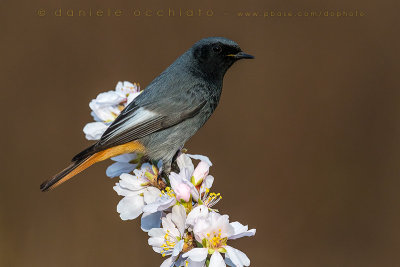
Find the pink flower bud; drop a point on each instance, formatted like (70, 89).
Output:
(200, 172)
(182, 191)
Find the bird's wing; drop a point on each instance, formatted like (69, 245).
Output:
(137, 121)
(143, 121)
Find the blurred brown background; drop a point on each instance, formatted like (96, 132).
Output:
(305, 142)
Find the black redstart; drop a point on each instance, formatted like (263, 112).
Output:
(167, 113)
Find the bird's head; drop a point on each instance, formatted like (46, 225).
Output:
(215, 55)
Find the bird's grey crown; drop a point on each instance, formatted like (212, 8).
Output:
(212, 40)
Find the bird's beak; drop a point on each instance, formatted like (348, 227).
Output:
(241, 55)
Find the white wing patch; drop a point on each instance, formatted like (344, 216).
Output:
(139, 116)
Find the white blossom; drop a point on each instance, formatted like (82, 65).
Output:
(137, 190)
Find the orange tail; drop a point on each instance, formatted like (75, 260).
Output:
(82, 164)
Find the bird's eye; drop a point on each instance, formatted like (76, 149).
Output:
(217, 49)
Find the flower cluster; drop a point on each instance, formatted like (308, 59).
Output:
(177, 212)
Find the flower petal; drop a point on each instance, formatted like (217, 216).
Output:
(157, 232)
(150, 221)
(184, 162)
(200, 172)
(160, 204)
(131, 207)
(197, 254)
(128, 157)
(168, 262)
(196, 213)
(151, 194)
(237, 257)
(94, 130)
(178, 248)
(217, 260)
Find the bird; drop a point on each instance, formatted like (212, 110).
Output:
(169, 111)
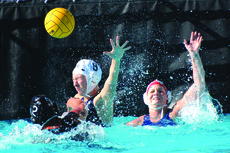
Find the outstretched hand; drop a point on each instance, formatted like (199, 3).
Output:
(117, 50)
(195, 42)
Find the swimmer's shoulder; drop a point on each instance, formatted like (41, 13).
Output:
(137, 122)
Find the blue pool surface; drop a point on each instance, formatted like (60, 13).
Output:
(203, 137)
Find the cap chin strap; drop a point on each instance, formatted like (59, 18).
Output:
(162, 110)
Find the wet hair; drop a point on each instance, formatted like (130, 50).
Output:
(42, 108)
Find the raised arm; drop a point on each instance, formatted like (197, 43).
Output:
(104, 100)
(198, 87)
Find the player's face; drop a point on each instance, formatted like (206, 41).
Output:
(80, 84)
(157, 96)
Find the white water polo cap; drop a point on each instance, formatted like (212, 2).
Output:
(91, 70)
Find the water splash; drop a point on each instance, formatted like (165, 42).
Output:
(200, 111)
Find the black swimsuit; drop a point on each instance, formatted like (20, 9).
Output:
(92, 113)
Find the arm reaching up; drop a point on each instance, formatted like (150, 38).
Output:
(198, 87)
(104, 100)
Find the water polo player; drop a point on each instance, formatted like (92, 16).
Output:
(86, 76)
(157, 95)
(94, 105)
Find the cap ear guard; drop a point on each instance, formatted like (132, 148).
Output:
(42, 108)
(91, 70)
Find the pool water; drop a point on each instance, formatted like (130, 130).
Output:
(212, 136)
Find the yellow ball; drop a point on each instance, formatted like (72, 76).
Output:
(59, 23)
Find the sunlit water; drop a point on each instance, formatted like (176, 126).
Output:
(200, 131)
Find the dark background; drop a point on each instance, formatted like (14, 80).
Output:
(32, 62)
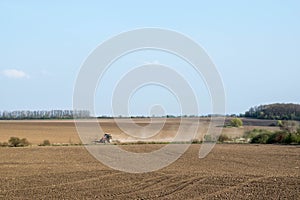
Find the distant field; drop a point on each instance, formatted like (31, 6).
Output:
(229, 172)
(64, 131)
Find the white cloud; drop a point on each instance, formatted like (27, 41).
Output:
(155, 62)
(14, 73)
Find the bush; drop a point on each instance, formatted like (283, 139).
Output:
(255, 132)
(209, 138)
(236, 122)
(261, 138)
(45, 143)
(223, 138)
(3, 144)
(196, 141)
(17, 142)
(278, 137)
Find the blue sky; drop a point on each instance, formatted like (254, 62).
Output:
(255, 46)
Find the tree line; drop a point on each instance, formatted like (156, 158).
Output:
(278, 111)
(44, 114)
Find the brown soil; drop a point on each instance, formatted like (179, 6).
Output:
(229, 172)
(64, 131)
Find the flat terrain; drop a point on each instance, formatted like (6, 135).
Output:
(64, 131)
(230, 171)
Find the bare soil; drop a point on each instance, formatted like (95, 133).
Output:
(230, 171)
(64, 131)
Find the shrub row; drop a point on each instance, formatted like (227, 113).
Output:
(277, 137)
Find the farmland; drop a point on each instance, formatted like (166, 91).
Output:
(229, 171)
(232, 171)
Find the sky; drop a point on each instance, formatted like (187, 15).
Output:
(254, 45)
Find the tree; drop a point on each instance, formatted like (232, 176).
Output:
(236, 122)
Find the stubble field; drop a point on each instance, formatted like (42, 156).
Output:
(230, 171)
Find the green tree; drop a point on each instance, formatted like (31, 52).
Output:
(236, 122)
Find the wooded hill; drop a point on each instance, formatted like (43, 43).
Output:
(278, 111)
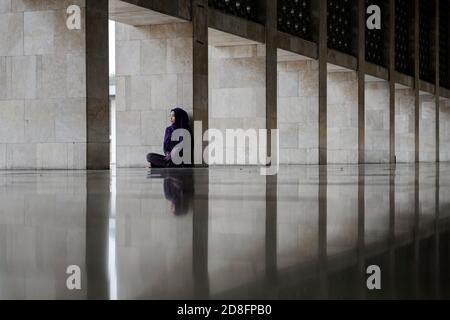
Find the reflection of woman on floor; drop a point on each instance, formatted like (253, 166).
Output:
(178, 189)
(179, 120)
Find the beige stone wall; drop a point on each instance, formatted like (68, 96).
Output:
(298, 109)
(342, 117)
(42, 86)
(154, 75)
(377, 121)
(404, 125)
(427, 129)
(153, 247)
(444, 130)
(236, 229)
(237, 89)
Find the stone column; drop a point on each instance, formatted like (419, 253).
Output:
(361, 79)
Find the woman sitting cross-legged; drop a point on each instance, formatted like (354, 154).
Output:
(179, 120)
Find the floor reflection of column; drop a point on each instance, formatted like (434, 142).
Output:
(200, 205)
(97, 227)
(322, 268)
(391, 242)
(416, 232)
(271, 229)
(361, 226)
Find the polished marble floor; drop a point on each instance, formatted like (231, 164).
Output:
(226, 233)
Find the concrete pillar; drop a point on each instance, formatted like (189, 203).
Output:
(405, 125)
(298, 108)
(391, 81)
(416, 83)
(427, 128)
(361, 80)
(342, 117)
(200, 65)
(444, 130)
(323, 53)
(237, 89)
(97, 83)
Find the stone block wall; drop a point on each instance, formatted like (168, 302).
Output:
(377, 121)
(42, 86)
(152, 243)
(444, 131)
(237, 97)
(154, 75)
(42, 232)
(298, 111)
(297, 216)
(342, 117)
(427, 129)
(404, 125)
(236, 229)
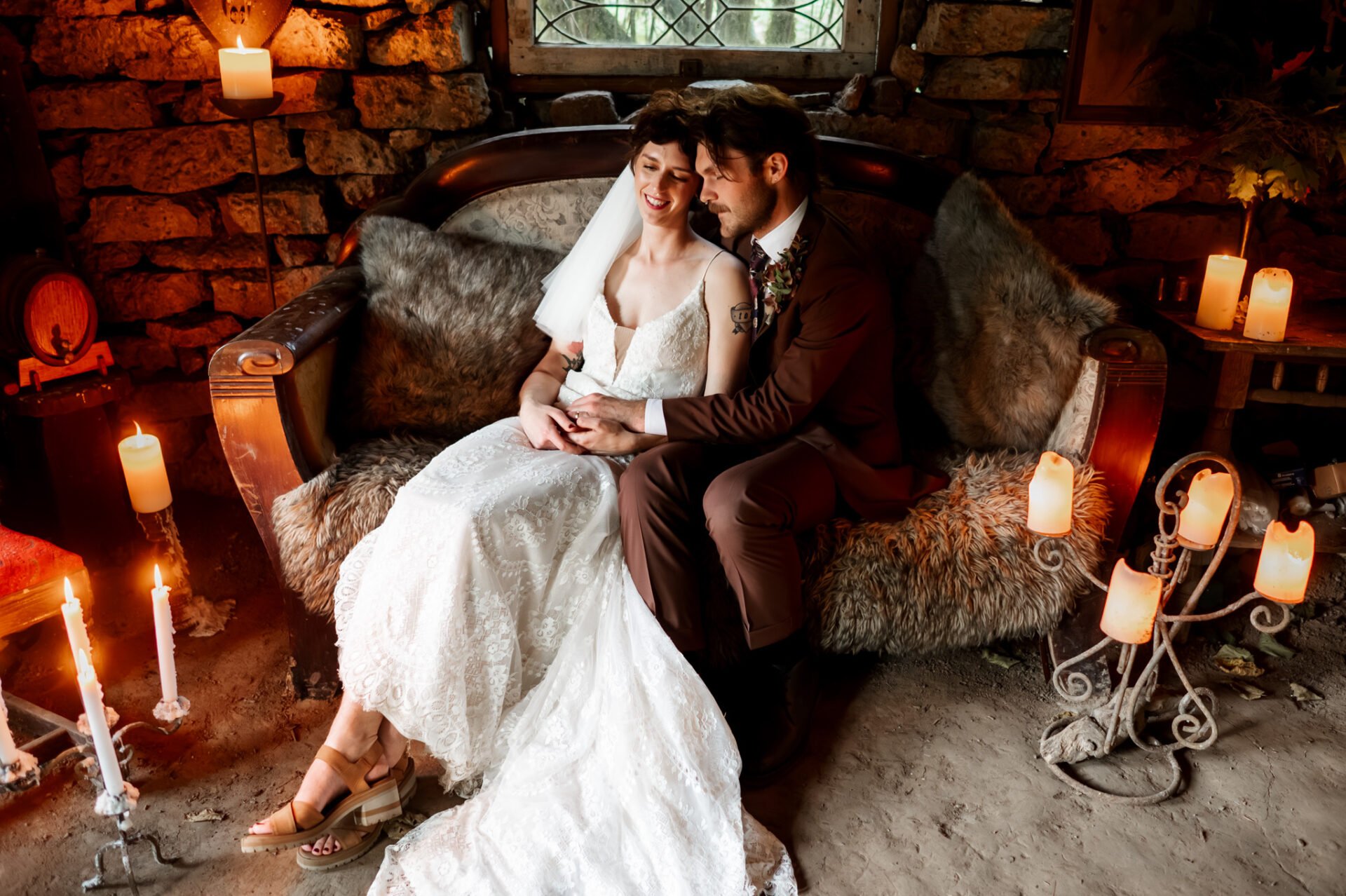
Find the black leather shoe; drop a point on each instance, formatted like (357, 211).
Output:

= = =

◆ Problem ◆
Each line of the material above either contains the word "pool" or does not; state how many do, and nothing else.

◆ Solution to this task ◆
2